Copy out every line of the material below, word for word, changing nothing.

------------------------------------

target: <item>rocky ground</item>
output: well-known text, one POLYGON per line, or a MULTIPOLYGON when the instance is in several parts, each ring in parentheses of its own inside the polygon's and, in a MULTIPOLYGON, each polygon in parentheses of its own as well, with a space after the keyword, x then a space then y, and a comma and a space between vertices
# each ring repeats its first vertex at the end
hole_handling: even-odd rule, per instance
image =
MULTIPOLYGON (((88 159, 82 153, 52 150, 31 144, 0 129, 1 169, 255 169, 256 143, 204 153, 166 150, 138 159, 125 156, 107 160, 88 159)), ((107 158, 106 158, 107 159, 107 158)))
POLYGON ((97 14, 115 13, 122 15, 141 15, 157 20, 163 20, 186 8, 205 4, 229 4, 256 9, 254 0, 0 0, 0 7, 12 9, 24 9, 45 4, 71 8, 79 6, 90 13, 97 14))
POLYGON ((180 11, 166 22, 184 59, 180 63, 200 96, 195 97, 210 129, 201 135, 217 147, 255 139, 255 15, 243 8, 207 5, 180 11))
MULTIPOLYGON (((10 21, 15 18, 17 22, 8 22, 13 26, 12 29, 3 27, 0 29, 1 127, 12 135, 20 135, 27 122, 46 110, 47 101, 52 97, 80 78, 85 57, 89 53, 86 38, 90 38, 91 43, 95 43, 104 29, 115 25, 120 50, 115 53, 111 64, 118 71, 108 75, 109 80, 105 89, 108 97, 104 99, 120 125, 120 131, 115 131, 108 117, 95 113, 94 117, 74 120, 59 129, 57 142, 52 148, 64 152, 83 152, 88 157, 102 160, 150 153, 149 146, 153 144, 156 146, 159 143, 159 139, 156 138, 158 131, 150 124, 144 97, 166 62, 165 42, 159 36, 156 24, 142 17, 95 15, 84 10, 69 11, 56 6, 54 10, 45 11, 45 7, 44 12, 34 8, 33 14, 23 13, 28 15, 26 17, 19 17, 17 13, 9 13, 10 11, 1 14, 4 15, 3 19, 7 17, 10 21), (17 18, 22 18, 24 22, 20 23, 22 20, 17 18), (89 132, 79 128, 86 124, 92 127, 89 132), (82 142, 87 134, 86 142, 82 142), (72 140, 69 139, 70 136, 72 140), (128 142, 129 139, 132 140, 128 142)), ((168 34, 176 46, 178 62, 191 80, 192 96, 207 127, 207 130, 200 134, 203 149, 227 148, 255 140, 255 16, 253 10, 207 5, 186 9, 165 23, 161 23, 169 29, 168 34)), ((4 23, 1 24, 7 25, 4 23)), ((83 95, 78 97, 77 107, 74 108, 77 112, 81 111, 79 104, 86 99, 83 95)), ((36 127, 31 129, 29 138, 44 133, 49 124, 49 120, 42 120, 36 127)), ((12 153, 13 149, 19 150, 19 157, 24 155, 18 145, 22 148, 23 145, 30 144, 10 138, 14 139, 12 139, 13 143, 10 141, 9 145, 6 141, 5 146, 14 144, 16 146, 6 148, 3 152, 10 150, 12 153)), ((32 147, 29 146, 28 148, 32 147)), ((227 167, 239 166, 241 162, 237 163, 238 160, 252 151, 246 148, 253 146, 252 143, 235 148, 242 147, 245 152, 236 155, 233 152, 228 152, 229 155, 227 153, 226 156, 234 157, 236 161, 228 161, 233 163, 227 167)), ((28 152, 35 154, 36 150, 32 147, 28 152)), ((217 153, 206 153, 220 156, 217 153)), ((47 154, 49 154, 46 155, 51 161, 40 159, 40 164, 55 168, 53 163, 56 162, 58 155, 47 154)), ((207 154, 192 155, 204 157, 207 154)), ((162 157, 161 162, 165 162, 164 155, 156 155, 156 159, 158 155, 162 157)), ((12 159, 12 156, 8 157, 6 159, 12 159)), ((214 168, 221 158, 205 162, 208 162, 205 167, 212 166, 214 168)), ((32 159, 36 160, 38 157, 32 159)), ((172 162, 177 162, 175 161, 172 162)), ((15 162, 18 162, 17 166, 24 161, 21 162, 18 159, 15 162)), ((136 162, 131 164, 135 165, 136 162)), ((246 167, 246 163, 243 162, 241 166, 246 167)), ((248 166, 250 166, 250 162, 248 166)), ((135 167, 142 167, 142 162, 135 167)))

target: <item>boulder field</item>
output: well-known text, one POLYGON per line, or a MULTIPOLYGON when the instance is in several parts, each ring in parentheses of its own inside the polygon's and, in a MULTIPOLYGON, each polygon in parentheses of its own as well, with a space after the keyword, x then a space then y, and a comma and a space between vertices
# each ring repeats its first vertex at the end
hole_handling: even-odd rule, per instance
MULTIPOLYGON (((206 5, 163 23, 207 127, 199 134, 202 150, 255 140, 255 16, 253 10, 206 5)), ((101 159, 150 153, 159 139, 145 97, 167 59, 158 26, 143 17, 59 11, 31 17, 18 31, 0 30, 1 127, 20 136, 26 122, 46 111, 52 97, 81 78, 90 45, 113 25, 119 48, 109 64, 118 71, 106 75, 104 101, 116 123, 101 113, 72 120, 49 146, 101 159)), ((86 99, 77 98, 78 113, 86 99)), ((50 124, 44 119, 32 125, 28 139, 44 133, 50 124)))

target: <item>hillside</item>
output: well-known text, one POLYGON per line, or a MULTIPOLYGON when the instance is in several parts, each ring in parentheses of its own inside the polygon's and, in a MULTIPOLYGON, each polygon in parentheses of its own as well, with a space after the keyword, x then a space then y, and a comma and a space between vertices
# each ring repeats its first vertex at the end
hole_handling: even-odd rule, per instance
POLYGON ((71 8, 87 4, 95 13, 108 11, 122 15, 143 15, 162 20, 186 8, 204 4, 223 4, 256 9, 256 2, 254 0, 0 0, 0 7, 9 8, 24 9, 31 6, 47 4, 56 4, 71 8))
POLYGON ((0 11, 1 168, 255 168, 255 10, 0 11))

------------------------------------

Complete response:
target: <item>rocky ground</item>
output: well-known text, one POLYGON per line, or a MULTIPOLYGON when the instance is in several parts, each ring in parentheses of its own inside the polygon's and, in a MULTIPOLYGON, each polygon in parentheses of its own as well, with a space after the keyword, x then a space then y, and a comma and a space between vertices
# each ring repeats its first vertex at the end
hole_handling: even-odd rule, per instance
image =
MULTIPOLYGON (((88 159, 82 153, 52 150, 31 144, 0 129, 1 169, 255 169, 256 143, 204 153, 166 150, 138 159, 125 156, 107 160, 88 159)), ((107 158, 106 158, 107 159, 107 158)))
POLYGON ((97 14, 115 13, 122 15, 141 15, 157 20, 163 20, 186 8, 205 4, 229 4, 256 9, 254 0, 0 0, 0 7, 12 9, 24 9, 45 4, 71 8, 79 6, 90 13, 97 14))
POLYGON ((180 11, 166 22, 184 59, 180 63, 200 96, 195 97, 210 129, 201 135, 217 147, 255 139, 255 15, 243 8, 207 5, 180 11))
MULTIPOLYGON (((10 21, 15 18, 17 22, 8 22, 13 26, 12 29, 3 27, 0 29, 1 127, 12 135, 20 135, 27 122, 46 110, 47 101, 52 97, 80 78, 85 57, 89 53, 86 38, 90 38, 91 43, 95 43, 104 29, 115 25, 120 50, 115 53, 111 64, 118 71, 108 75, 109 80, 105 89, 108 97, 104 99, 120 125, 120 131, 115 131, 108 117, 95 113, 94 117, 74 120, 59 129, 57 142, 52 148, 64 152, 83 152, 88 157, 102 160, 150 153, 149 146, 153 144, 156 146, 159 143, 159 139, 156 138, 158 131, 150 124, 144 97, 166 62, 165 42, 159 36, 156 24, 142 17, 95 15, 84 10, 69 11, 56 6, 54 10, 45 11, 45 7, 44 12, 34 8, 33 14, 23 13, 28 15, 26 17, 19 17, 17 13, 9 13, 10 11, 1 14, 4 15, 3 19, 7 17, 10 21), (17 18, 22 18, 24 22, 20 23, 22 20, 17 18), (89 132, 79 128, 86 124, 92 127, 89 132), (82 142, 87 134, 86 142, 82 142), (72 140, 69 139, 70 136, 72 140), (128 142, 129 139, 132 140, 128 142)), ((168 34, 176 46, 178 62, 191 80, 192 96, 207 127, 207 130, 200 134, 203 149, 227 148, 255 140, 255 16, 253 10, 207 5, 186 9, 165 23, 161 23, 169 29, 168 34)), ((4 23, 1 24, 7 25, 4 23)), ((83 95, 78 97, 77 107, 74 108, 77 112, 81 111, 79 104, 86 99, 83 95)), ((36 127, 31 129, 29 138, 44 133, 49 124, 49 120, 42 120, 36 127)), ((12 153, 13 149, 19 150, 19 157, 24 155, 18 145, 22 148, 23 145, 30 144, 10 138, 14 139, 12 139, 13 143, 10 141, 9 145, 6 141, 5 146, 14 144, 16 146, 6 148, 3 152, 10 150, 12 153)), ((32 147, 29 146, 28 148, 32 147)), ((227 167, 239 166, 241 162, 237 163, 238 160, 252 151, 246 148, 253 146, 252 143, 235 148, 242 147, 245 152, 236 155, 233 152, 228 152, 229 155, 227 153, 226 156, 234 157, 236 161, 228 161, 233 163, 227 167)), ((28 152, 35 154, 36 150, 32 147, 28 152)), ((217 153, 206 153, 220 156, 217 153)), ((47 154, 49 154, 46 155, 51 161, 40 159, 40 164, 55 168, 53 163, 56 162, 58 155, 47 154)), ((207 154, 192 155, 204 157, 207 154)), ((162 157, 161 162, 165 162, 164 155, 156 155, 156 159, 158 155, 162 157)), ((12 159, 12 156, 8 157, 6 159, 12 159)), ((214 168, 221 158, 205 162, 208 162, 205 167, 212 166, 214 168)), ((32 159, 36 160, 38 157, 32 159)), ((172 162, 177 162, 175 161, 172 162)), ((15 162, 18 162, 17 166, 24 161, 21 162, 18 159, 15 162)), ((136 162, 131 164, 135 165, 136 162)), ((246 167, 246 163, 243 162, 241 166, 246 167)), ((248 166, 250 166, 250 162, 248 166)), ((135 167, 142 167, 142 162, 135 167)))

target: <item>boulder field</item>
output: well-known text, one POLYGON per line, or a MULTIPOLYGON when the instance is in several parts, each ring in parentheses of its own inside the polygon's and, in a MULTIPOLYGON, each polygon in parentheses of its own as well, with a space after the keyword, x then a space then y, and a comma and a space between vertices
# each ring repeats its first vertex at the end
hole_handling: even-odd rule, per instance
MULTIPOLYGON (((206 5, 163 23, 207 127, 199 134, 202 150, 255 140, 255 16, 253 10, 206 5)), ((101 159, 150 153, 159 139, 145 97, 167 59, 158 26, 143 17, 59 11, 31 17, 18 31, 0 30, 1 127, 20 136, 26 122, 46 111, 52 97, 81 78, 90 45, 113 25, 119 48, 109 64, 118 71, 106 75, 104 101, 116 123, 101 113, 72 120, 49 146, 101 159)), ((86 99, 77 98, 78 113, 86 99)), ((50 124, 44 119, 32 125, 28 139, 44 133, 50 124)))

target: <item>hillside</item>
output: well-known text, one POLYGON per line, or a MULTIPOLYGON when the instance is in several parts, each ring in parentheses of its own inside the polygon's and, in a MULTIPOLYGON, each polygon in parentheses of its own as well, with a space after the keyword, x then a space then y, and a comma and a space between vertices
# each ring repeats its first vertex at the end
hole_handling: even-odd rule, per instance
POLYGON ((71 8, 87 4, 95 13, 108 11, 122 15, 143 15, 162 20, 186 8, 204 4, 223 4, 256 9, 256 2, 254 0, 0 0, 0 7, 9 8, 24 9, 31 6, 47 4, 56 4, 71 8))
POLYGON ((0 11, 1 168, 255 168, 255 10, 0 11))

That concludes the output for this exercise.